Exercise A:
Quote the stretch of the Julia DataFrames thread from "UPDATE: this works" through "your data frame.".
Exercise B:
Write the next part of the thread on joining Julia DataFrame columns with a space, picking up after its final sentence.

Page excerpt:

Julia DataFrames concatenate multiple columns by a space

37 views Asked by At

In DataFrames, I have 4 columns of type String. I want to concatenate all of their values with a space.

Currently, I'm doing this:

transform(df, All() => ((a,b,c,d) -> a .* " " .* b .* " " .* c .* " " .* d) => :combined_col)

Is there a more concise way of doing this without using .* multiple times? Maybe using the join function?

p.s., I'm using this inside a @chain so I want the same style of syntax not using indexing.

UPDATE: this works but I have no idea why can someone explain?

transform(df, All() => ByRow((all...) -> join(all, " ")) => :combined)
1

There are 1 answers

0
Bogumił Kamiński On BEST ANSWER

Let me explain transform(df, All() => ByRow((all...) -> join(all, " ")) => :combined):

  1. You need ByRow to apply the function row-wise to your data frame.
  2. The join function accepts an iterator as its first argument, so all must be an iterator (in your example, it is a tuple).
  3. The All() source passes the selected columns as consecutive positional arguments to the function. Therefore you need all... to turn consecutive positional arguments into a tuple.

Dataset excerpts:
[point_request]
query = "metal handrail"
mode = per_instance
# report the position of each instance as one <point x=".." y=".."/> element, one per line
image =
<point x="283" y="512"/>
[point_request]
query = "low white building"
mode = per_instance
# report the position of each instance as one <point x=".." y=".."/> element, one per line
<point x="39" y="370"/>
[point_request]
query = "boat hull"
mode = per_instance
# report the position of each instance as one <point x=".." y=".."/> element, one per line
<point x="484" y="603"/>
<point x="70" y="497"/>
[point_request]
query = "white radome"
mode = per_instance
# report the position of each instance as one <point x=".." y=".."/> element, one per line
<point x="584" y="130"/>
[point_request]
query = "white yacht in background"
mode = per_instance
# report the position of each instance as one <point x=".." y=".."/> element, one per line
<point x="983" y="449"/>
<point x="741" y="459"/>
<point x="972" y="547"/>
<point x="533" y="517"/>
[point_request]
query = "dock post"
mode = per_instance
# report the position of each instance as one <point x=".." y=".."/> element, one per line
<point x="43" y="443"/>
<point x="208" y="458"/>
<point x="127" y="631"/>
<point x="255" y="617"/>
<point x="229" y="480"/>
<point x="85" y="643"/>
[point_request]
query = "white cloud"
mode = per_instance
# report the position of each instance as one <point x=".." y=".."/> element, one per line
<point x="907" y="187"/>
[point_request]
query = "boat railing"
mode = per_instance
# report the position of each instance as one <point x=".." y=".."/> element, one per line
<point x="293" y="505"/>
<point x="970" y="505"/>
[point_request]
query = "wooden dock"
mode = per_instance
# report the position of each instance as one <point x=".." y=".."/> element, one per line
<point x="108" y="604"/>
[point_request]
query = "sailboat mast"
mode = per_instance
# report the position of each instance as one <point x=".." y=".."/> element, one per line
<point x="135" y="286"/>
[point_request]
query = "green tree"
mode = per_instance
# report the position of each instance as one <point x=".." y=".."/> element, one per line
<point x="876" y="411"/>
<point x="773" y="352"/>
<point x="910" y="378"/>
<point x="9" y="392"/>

Exercise response A:
UPDATE: this works but I have no idea why can someone explain?

transform(df, All() => ByRow((all...) -> join(all, " ")) => :combined)
1

There are 1 answers

0
Bogumił Kamiński On BEST ANSWER

Let me explain transform(df, All() => ByRow((all...) -> join(all, " ")) => :combined):

  1. You need ByRow to apply the function row-wise to your data frame.

Exercise response B:
Instead of all... you could write:

transform(df, AsTable(All()) => ByRow(x -> join(x, " ")) => :combined)

The difference is that AsTable(All()) passes the selected columns as a single positional argument to the function (in a form of named tuple). Therefore you already have an iterable to pass to join (since named tuple is iterable).

Going back to your original question how to use .* to get the result the answer is:

transform(df, All() => ((x...) -> foldl((p, q) -> p .* " " .* q, x)) => :combined)

Note that you do not need ByRow in this case as .* already does broadcasting. You would need it if you used * instead of .*:

transform(df, All() => ByRow((x...) -> foldl((p, q) -> p * " " * q, x)) => :combined)